[Annotation records]
-- begin --
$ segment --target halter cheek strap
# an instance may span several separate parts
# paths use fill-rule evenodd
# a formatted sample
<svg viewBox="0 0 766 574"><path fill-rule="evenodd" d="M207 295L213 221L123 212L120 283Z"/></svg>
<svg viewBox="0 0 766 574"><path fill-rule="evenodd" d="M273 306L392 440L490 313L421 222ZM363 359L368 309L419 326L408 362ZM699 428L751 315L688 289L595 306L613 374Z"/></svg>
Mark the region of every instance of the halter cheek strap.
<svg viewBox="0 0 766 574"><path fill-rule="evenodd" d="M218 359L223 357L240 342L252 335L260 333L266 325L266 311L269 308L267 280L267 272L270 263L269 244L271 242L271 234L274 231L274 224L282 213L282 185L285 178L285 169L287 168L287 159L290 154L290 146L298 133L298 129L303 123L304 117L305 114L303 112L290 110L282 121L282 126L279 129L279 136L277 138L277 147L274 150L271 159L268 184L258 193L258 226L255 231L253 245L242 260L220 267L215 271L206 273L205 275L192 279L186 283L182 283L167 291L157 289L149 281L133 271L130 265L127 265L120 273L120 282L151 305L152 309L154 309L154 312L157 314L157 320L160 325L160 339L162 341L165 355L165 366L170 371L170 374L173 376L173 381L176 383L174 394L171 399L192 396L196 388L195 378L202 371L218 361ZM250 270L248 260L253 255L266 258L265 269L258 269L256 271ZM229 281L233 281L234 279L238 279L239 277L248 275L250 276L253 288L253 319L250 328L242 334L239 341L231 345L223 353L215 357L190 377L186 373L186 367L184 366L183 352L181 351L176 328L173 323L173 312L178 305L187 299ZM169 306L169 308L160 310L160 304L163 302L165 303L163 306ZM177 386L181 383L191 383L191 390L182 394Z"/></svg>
-- end --
Work instructions:
Copy the listing above line for line, changing nothing.

Result of this task:
$ segment --target halter cheek strap
# an instance may span several separate parts
# paths use fill-rule evenodd
# a formatted sample
<svg viewBox="0 0 766 574"><path fill-rule="evenodd" d="M207 295L213 221L123 212L120 283Z"/></svg>
<svg viewBox="0 0 766 574"><path fill-rule="evenodd" d="M273 306L392 440L490 313L421 222ZM363 359L368 309L419 326L408 362ZM699 428L751 315L688 289L595 306L613 374Z"/></svg>
Mark the region of every instance of the halter cheek strap.
<svg viewBox="0 0 766 574"><path fill-rule="evenodd" d="M218 359L223 357L240 342L252 335L260 333L266 325L266 311L269 308L267 280L267 272L270 263L269 244L271 242L271 234L274 231L274 224L282 213L282 185L285 178L285 169L287 168L287 159L290 154L290 146L298 133L298 129L303 123L304 117L305 114L303 112L290 110L282 121L282 126L279 129L279 136L277 138L277 147L274 150L271 159L268 184L258 193L258 226L255 231L253 245L242 260L220 267L215 271L206 273L205 275L192 279L186 283L182 283L167 291L157 289L149 281L133 271L130 265L127 265L120 273L120 282L151 305L152 309L154 309L154 312L157 314L157 320L160 325L160 339L162 341L165 355L165 366L170 371L170 374L173 376L173 381L176 383L174 394L171 399L192 396L196 388L195 378L202 371L218 361ZM250 270L248 260L253 255L266 258L265 269L258 269L256 271ZM229 281L233 281L234 279L238 279L239 277L248 275L250 276L253 288L253 319L250 328L242 334L239 341L231 345L223 353L215 357L190 377L186 373L186 367L184 366L183 352L181 351L176 328L173 323L173 312L178 305L187 299ZM169 306L169 308L160 310L160 304L163 302L165 303L163 306ZM177 386L181 383L191 383L191 390L182 394Z"/></svg>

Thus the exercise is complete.